Die internationale Gemeinschaft macht einstweilen gute Miene zum bösen Spiel und versucht ihre Interessen zu wahren. Nachdem sie den ehemals kommunistischen Ländern „die Demokratie“ und „den Markt“ im Doppelpack frei Haus geliefert hat, hofft sie nun, sich nicht zwischen dem Mann im Kreml und den Oligarchen entscheiden zu müssen. Deshalb träumt sie von einer Persönlichkeit, die in der Lage ist, die demokratischen Werte ebenso glaubwürdig zu vertreten wie das freie Unternehmertum.
Die gestern noch als gewöhnliche Betrüger galten, sind über Nacht zu Freiheitskämpfern geworden, nur weil sie bereit sind, die Früchte ihrer Finanzoperationen mit dem Westen zu teilen und sich den „Etatisten“ um Putin entgegenzustellen, der als ehemaliger KGB-Offizier jetzt zum „Exspion“ geworden ist. Um diese Oligarchen macht sich der Westen weit mehr Sorgen als um die Millionen und Abermillionen Opfer des postkommunistischen Zusammenbruchs, die sich jedes Mal freuen, wenn einer dieser Magnaten wieder dort landet, wo sein Aufstieg begann: in der Gosse.
Die Yukos-Affäre begann am 19. Juni 2003 mit der Verhaftung des Yukos-Sicherheitschefs Alexei Pitschugin, dem zwei Morde und ein Mordversuch im Jahr 1998 zur Last gelegt werden. Am 3. Juli war Platon Lebedew an der Reihe. Der Aktionär und Präsident der Bankenabteilung der Yukos-Tochter Menatep – der berüchtigten Firma, mit der Chodorkowski sein Vermögen aufgebaut hat – wurde zum einen wegen diverser Finanzdelikte bei der Privatisierung der Düngemittel-Gruppe Apatit (1994) verhaftet, zum anderen wegen seiner mutmaßlichen Verwicklung in die Ermordung eines Bürgermeisters (1998), der von Yukos die der Gemeinde zustehenden Steuern eintreiben wollte.

_AUFGABENSTELLUNG_
A: Mit welchem Ereignis und an welchem Datum begann laut dem Text zur Yukos-Affäre diese Affäre?
B: Setzen Sie den Text zur Yukos-Affäre im Anschluss an seinen letzten Satz fort.

(Teil einer Datendatei)
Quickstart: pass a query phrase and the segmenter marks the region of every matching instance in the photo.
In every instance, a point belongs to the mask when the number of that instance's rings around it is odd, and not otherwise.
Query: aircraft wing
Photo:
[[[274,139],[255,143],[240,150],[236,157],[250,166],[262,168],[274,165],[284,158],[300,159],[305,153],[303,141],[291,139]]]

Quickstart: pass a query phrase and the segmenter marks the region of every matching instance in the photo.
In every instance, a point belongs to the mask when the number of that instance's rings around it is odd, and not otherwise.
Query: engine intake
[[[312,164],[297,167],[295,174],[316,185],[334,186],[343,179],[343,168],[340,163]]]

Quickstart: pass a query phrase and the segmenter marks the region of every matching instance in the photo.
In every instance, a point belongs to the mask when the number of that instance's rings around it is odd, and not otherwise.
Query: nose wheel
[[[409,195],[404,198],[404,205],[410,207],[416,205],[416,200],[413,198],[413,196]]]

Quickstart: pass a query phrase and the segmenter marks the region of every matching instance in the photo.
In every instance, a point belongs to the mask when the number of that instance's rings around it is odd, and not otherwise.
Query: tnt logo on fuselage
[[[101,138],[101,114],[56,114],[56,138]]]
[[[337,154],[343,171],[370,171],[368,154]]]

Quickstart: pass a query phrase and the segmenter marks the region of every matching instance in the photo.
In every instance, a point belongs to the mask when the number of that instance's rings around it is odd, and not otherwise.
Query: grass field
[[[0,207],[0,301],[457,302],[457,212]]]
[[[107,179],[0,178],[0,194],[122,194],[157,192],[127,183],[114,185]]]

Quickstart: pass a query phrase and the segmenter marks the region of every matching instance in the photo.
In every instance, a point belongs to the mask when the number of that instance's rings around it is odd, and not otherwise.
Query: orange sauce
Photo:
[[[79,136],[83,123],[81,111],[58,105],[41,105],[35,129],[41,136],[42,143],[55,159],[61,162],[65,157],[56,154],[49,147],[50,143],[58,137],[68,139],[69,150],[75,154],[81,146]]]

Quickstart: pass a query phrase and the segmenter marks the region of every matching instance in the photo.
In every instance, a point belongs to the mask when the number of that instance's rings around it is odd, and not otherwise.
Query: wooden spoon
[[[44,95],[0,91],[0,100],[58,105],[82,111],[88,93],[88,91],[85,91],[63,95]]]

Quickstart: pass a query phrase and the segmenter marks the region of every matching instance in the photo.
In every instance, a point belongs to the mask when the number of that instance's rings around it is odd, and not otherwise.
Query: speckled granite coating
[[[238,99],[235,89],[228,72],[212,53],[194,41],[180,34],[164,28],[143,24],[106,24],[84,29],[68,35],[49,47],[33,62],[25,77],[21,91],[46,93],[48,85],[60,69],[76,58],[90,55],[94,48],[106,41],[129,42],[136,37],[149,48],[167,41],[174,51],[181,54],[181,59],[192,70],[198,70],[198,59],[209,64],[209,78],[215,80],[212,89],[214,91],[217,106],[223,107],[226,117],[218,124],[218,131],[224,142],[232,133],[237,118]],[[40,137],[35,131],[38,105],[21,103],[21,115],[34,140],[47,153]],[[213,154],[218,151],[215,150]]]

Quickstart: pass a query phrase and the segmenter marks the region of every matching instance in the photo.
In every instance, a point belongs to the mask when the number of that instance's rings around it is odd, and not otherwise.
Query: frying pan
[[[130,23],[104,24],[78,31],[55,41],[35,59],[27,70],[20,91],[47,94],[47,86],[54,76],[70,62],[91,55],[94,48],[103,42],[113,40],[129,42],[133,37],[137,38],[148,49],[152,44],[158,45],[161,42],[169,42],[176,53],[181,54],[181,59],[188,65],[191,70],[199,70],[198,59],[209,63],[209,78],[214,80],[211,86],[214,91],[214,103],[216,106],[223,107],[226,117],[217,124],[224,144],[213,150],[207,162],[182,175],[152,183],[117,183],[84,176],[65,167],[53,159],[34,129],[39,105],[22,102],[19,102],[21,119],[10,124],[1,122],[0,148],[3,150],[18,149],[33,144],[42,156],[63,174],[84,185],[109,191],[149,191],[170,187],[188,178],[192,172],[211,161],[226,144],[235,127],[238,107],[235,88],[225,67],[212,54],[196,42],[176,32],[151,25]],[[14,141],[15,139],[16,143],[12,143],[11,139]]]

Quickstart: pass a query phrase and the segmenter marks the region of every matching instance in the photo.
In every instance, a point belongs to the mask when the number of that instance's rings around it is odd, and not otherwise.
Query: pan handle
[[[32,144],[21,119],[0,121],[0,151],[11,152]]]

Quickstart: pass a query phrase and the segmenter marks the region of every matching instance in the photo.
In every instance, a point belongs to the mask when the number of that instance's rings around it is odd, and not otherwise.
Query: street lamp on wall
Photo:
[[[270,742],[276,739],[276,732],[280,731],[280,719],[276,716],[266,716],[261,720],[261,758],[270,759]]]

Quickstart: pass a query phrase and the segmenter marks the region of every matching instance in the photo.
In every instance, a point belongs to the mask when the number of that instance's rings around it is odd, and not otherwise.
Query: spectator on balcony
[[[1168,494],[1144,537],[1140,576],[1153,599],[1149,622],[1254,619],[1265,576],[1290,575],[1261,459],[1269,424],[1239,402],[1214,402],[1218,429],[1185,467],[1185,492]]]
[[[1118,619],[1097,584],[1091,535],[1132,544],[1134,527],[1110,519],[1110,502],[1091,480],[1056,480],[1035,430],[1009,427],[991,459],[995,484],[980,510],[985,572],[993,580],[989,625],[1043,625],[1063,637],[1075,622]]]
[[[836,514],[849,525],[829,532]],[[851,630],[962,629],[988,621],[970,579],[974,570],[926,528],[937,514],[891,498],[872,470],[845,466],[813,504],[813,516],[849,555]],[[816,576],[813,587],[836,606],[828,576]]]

_LÖSUNGEN_
A: Am 19. Juni 2003 mit der Verhaftung des Yukos-Sicherheitschefs Alexei Pitschugin.

B:
Eine Vorladung der Staatsanwaltschaft erhielten auch der Unternehmenschef Michail Chodorkowski und dessen Stellvertreter Leonid Newzlin, der sich inzwischen nach Israel abgesetzt hat. Der große Coup folgte dann am 25. Oktober, als sich Chodorkowski wie Lebedew im Gefängnis wiederfand, und zwar unter der Anklage auf organisierten Raub, Betrug, Steuerhinterziehung und Urkundenfälschung. Auf diese Delikte, die beide Männer bestreiten, stehen mindestens zehn Jahre Freiheitsstrafe.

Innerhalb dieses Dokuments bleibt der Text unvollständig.